* Selected text:
=== Section Start ===

UK charity issues safety warning amid surge in e-bike and e-scooter interest
By Jamie Harris, PA Science Technology Reporter
One in seven UK adults are planning to buy an e-bike or e-scooter this year, according to a survey.
Rental e-scooters were allowed on Britain’s roads at the end of June for the first time, as part of a 12-month trial to assess whether the devices reduce motor traffic and what impact they have on the safety of users and those around them.
Only rental e-scooters will be allowed on roads, and they will be limited to 15.5mph, while using an e-bike is already permitted.
Many have turned to cycling to avoid public transport as lockdown eases, but research by Electrical Safety First suggests more are considering an e-bike or e-scooter.
One in three of the 3,002 adults surveyed said they would be willing to purchase a battery charging pack for their e-bike or e-scooter from an online marketplace, which opens the risk of consumers acquiring substandard and dangerous imitations.
E-bikes and e-scooters are almost all powered by lithium-ion batteries, charged from the mains outlet in a property.

=== Section End ===

* What you will do:
1. Render this sentence from the article on e-bike and e-scooter safety into French: "E-bikes and e-scooters are almost all powered by lithium-ion batteries, charged from the mains outlet in a property."
2. According to the article on e-bike and e-scooter safety, what speed limit applies to rental e-scooters on roads?
3. Write the next few sentences of the article on e-bike and e-scooter safety, picking up after its final sentence.

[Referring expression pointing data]
=== Section Start ===

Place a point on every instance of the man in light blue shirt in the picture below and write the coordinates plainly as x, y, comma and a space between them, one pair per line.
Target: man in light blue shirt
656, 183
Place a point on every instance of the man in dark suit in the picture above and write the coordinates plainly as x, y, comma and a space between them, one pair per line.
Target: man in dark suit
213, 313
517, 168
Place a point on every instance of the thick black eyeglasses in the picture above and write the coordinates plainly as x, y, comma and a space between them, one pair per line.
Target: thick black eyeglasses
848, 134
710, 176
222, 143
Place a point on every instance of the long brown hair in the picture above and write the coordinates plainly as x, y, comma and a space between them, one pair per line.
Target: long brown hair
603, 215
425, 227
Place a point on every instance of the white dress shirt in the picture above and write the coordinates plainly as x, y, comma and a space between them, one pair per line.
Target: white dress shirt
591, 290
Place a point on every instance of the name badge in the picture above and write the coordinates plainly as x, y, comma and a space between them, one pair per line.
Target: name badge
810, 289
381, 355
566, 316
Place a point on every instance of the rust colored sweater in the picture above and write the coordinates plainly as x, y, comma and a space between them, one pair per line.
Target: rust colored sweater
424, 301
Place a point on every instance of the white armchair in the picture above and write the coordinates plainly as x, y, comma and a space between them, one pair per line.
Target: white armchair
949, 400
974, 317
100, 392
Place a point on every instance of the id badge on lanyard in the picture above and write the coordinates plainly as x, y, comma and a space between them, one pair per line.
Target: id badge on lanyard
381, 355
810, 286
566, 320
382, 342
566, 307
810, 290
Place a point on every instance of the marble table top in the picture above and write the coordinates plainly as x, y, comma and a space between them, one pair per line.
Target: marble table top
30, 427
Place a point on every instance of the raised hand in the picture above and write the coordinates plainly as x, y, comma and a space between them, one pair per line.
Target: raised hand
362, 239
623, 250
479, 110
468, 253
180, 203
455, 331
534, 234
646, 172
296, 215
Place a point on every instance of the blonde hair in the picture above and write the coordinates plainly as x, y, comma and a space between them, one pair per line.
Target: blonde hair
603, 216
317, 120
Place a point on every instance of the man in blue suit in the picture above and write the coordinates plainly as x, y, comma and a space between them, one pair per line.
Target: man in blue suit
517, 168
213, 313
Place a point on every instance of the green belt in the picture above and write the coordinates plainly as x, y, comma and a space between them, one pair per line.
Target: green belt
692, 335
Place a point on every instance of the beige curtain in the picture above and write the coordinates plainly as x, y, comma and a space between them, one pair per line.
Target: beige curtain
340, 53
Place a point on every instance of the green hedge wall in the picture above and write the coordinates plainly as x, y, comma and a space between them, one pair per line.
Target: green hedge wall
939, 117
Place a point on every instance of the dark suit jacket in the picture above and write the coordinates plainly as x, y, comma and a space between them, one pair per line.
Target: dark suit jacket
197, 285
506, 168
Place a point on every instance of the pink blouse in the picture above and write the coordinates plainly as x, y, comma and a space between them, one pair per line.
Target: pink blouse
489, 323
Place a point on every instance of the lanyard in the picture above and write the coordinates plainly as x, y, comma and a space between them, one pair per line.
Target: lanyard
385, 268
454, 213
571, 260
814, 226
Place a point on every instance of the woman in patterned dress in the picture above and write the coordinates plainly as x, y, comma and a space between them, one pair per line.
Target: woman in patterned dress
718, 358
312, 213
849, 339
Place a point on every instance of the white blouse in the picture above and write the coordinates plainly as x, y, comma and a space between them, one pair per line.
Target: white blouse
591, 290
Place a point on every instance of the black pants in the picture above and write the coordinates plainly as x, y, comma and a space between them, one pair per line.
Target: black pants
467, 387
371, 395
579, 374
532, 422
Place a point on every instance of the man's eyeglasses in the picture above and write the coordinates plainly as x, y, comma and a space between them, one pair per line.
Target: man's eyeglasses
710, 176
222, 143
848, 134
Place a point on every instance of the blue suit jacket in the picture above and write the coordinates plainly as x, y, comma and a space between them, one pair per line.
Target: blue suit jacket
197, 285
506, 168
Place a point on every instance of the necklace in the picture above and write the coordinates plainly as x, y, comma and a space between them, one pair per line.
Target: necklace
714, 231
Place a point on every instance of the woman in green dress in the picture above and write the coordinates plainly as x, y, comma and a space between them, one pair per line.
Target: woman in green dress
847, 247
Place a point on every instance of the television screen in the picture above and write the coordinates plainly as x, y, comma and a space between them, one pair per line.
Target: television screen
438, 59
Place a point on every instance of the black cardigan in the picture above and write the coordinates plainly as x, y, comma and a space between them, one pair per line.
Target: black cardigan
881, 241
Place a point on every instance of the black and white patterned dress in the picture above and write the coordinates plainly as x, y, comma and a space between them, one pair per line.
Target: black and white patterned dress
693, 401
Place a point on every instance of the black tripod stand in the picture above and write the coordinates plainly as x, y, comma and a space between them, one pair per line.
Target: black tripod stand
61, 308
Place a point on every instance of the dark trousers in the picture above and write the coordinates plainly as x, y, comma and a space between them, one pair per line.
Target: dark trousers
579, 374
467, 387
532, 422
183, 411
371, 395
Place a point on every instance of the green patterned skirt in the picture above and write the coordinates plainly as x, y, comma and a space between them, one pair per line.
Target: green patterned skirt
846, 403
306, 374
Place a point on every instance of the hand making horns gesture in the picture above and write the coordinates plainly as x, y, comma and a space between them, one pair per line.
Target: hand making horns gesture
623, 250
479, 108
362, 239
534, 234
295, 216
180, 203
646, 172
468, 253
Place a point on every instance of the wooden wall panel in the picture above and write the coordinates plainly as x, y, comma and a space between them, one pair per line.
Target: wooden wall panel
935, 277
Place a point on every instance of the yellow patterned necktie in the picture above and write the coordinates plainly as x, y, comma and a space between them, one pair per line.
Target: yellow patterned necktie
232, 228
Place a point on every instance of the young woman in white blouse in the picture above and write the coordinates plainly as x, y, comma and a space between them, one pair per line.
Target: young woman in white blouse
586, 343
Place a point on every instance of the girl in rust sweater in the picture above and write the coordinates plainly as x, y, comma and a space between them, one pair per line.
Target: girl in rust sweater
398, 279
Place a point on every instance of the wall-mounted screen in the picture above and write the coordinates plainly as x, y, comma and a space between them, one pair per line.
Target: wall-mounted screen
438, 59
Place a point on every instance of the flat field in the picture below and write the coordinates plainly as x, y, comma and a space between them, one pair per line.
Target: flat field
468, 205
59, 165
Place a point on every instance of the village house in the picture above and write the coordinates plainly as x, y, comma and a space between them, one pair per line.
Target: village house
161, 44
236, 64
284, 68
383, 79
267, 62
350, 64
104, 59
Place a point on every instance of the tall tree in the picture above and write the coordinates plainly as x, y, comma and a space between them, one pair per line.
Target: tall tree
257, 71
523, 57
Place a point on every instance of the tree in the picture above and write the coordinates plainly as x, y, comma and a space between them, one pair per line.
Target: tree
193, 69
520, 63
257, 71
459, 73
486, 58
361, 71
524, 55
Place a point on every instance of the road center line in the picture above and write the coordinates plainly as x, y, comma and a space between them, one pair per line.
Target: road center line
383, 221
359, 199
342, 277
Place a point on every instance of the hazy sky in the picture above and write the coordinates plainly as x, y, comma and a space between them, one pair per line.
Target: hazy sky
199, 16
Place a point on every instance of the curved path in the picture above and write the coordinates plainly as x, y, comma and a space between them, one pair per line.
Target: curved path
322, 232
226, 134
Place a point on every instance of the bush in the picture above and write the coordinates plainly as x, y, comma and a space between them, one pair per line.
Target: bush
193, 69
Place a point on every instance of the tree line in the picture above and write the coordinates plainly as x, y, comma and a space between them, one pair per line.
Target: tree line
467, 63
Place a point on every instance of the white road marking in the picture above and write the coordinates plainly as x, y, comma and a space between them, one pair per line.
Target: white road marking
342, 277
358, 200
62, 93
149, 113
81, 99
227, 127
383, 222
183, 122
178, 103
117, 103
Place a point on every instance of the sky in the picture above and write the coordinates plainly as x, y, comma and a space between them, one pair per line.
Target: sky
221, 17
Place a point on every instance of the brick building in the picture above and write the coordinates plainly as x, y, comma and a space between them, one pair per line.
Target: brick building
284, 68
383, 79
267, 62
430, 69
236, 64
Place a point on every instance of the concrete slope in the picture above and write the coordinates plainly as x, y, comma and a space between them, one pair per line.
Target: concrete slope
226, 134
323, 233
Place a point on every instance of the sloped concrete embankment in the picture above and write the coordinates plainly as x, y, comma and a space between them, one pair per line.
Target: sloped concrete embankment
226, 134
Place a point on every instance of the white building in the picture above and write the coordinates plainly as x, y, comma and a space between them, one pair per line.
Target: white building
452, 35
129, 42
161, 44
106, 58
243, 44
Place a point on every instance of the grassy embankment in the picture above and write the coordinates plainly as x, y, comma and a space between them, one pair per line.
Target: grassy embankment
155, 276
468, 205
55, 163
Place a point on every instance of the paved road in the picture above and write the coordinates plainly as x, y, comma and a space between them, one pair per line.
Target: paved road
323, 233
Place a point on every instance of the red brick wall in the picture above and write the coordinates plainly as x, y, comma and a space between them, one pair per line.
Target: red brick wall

=== Section End ===

* Answers for this exercise:
1. Les vélos électriques et les trottinettes électriques sont presque tous alimentés par des batteries lithium-ion, rechargées à partir d'une prise secteur dans un logement.

2. They are limited to 15.5mph.

3.
The charity warns that substandard versions can have explosive consequences, leading to fire and injury.
“As personal transport evolves, we are becoming increasingly dependent on electricity and consumers should be cautious of the risks involved,” said Martyn Allen, technical director at Electrical Safety First.
“Items such as e-bikes and e-scooters are powered by lithium-ion batteries and will be required to charge for long periods of time.
“Substandard versions of these batteries can pose a serious risk to life if a fault occurs.
“Where you purchase your batteries and charger packs is just as important as the bike or scooter itself.
“With so many set to make the purchase of an electric bike or scooter this year, consumers should exercise caution about whom they are buying from.”